* [Erforderliche Arbeiten]
- A) Worauf beruhen laut dem Text über Meinungslenkung und Machterhalt die größten Wirkungen des Propaganda-Apparats?
- B) Führe den Text über Meinungslenkung und Machterhalt im Anschluss an seine letzten Worte weiter.

* [Vorliegender Text]
In einem politischen System mit freier Auswahl zwischen
den nicht verbotenen politischen Parteien ist die Verfügungsmacht
über die Instrumente der öffentlichen Meinungslenkung
und -kontrolle der neuralgische Punkt des Machterhalts. "Die Massen
werden durch einen Propaganda-Apparat gewonnen,
dessen größte Wirkungen auf einem Appell an nächstliegende
Interessen und Leidenschaften beruhen. Das Argument
im eigentlichen Sinne, das für die echte Diskussion charakteristisch
ist, verschwindet." Einen "gewaltigen Hebel zur Eroberung,
Wahrung und Kräftigung der Herrschaft über die Massen"

* [Auszüge der Zeilen]
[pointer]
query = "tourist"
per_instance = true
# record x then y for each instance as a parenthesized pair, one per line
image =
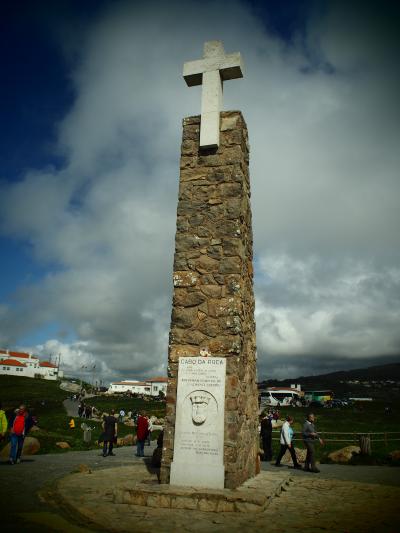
(266, 436)
(17, 434)
(286, 443)
(110, 430)
(150, 429)
(310, 435)
(3, 423)
(142, 430)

* [Antwortliste]
- A) Auf einem Appell an nächstliegende Interessen und Leidenschaften.

- B)
nannte Robert Michels bereits 1911 die Presse, als das noch suggestivere Fernsehen und die Kunst ideologischer
Agitation noch nicht einmal erfunden waren. "Die Verfassung
und der Gesetzgeber haben" die Medien "im Interesse
der Durchschaubarkeit staatlicher Machtausübung
mit nahezu unbegrenzten Rechten ausgestattet." Unter den sozialen Bedingungen der Massengesellschaft
ist es immer weniger Menschen möglich, sich ein persönliches
Bild von den handelnden Politikern und Parteien zu machen, die
Wahrheit oder Tendenz einer Berichterstattung zu überprüfen
oder gar im Dickicht unterschiedlicher weltanschaulicher Positionen
und Programme zurechtzufinden. Nach Untersuchungen leiten
30% der Wahlberechtigten ihre politische Meinung
direkt aus dem Fernsehen ab. "Eine kontinuierliche Beeinflussung
der politischen Meinungsbildung über Jahre hinweg kann
die Wahlchancen der Regierungsmehrheit gegenüber
den Oppositionsparteien durchaus merklich verbessern"
Die Chancen einer Opposition können bei konsequenter
Medienblockade auf "Null" sinken. Nach informellen Absprachen
zwischen den Intendanten darf kein Republikaner seine
Meinung im Fernsehen vertreten und Programmpunkte
vortragen, weil man dann nicht mehr behaupten könnte,
die Partei hätte außer dummen Sprüchen kein Programm.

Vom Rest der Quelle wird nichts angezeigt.